Exercise directions: Reproduce word for word the stretch of rows below from the line containing "In this photo, where can the red" through the line containing "(1194, 326)", with both of those lines included.

* START Information supplied *

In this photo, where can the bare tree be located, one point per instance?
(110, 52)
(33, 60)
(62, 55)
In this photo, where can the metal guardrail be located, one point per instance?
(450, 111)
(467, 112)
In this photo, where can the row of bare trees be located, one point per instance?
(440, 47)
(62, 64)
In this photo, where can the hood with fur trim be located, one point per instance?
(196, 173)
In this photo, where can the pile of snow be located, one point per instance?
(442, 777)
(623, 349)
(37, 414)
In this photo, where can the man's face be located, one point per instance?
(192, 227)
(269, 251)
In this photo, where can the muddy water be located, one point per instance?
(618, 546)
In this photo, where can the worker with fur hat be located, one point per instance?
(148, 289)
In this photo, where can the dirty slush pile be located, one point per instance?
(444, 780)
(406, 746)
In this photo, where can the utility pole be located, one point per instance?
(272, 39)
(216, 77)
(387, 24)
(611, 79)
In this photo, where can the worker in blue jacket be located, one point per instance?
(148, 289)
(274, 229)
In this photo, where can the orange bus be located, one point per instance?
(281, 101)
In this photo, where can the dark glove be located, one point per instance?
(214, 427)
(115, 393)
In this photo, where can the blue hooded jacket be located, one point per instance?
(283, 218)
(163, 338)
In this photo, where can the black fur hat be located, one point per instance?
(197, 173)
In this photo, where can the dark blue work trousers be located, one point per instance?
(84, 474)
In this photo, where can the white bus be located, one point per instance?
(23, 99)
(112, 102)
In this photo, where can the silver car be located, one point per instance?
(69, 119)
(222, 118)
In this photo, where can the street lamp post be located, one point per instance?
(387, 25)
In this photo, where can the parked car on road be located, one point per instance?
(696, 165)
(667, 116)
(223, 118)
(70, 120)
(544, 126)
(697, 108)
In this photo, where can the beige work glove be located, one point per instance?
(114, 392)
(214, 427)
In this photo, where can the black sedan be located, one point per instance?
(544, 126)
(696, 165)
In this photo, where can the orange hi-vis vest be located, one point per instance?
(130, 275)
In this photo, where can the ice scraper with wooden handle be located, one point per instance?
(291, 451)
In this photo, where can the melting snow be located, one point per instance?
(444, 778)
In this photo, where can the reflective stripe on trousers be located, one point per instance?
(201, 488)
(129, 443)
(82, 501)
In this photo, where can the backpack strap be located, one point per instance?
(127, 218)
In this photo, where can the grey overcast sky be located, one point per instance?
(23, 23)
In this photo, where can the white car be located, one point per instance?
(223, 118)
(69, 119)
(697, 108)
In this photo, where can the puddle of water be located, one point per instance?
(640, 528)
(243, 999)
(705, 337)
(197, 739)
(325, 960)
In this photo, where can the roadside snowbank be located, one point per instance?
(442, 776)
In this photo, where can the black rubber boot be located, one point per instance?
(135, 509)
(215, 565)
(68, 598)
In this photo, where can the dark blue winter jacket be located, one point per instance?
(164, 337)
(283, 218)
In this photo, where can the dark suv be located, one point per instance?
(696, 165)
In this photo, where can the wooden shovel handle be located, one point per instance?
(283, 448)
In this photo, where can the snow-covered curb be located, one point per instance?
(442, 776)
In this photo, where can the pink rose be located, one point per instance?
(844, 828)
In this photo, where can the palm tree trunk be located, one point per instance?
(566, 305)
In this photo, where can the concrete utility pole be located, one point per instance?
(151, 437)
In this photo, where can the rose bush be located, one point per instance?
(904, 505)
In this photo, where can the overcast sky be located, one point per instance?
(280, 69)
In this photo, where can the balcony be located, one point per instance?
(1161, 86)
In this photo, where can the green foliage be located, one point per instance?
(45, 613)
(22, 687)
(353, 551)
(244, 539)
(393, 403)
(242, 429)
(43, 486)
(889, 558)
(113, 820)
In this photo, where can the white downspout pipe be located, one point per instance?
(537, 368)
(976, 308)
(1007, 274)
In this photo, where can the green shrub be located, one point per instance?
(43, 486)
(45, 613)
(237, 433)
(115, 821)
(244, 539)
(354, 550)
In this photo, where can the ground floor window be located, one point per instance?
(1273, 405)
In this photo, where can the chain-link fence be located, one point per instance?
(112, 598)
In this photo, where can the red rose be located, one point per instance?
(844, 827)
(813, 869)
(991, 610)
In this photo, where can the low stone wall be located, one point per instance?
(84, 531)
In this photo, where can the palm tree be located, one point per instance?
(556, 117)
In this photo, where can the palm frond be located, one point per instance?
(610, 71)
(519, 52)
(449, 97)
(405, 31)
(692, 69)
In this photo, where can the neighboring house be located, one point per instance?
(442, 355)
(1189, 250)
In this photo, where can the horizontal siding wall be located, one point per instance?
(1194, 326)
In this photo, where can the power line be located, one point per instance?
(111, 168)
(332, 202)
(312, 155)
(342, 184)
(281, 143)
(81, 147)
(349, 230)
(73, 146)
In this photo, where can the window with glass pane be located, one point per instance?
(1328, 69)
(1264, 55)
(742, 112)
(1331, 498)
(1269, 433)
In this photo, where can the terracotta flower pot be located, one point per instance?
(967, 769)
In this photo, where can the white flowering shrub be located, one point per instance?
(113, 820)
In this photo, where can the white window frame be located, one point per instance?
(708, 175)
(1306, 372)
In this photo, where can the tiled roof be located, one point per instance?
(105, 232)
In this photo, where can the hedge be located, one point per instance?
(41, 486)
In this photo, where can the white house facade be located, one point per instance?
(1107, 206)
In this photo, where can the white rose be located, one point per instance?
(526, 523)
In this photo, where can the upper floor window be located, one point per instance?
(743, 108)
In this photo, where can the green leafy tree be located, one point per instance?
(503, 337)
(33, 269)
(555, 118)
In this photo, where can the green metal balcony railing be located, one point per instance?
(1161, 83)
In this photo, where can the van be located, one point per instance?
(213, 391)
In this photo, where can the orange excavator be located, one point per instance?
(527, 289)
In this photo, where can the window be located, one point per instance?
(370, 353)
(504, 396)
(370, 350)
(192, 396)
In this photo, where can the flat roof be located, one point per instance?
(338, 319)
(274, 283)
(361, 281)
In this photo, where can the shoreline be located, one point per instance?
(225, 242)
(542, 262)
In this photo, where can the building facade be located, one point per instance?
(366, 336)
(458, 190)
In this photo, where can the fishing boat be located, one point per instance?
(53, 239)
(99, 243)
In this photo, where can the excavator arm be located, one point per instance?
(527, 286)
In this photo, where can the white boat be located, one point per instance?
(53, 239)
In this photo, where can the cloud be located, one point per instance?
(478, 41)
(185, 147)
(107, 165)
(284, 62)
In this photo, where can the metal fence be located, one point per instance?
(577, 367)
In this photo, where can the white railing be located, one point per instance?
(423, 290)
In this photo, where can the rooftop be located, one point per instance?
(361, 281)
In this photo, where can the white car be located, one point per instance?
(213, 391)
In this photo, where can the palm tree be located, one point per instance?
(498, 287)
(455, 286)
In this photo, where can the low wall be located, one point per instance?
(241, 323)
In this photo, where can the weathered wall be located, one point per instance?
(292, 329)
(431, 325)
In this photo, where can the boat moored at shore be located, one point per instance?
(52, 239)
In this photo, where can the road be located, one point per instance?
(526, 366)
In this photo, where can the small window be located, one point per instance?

* END Information supplied *

Output of the exercise:
In this photo, where can the red rose be located, one point per instance?
(844, 827)
(813, 869)
(991, 610)
In this photo, where can the low stone wall be located, one point per instance?
(84, 531)
In this photo, where can the palm tree be located, one point per instance?
(556, 117)
In this photo, where can the palm frond be located, one point per instance?
(610, 71)
(519, 52)
(449, 97)
(405, 31)
(692, 69)
In this photo, where can the neighboring house be located, one point per instance?
(442, 355)
(1189, 250)
In this photo, where can the horizontal siding wall be located, one point per instance?
(1194, 326)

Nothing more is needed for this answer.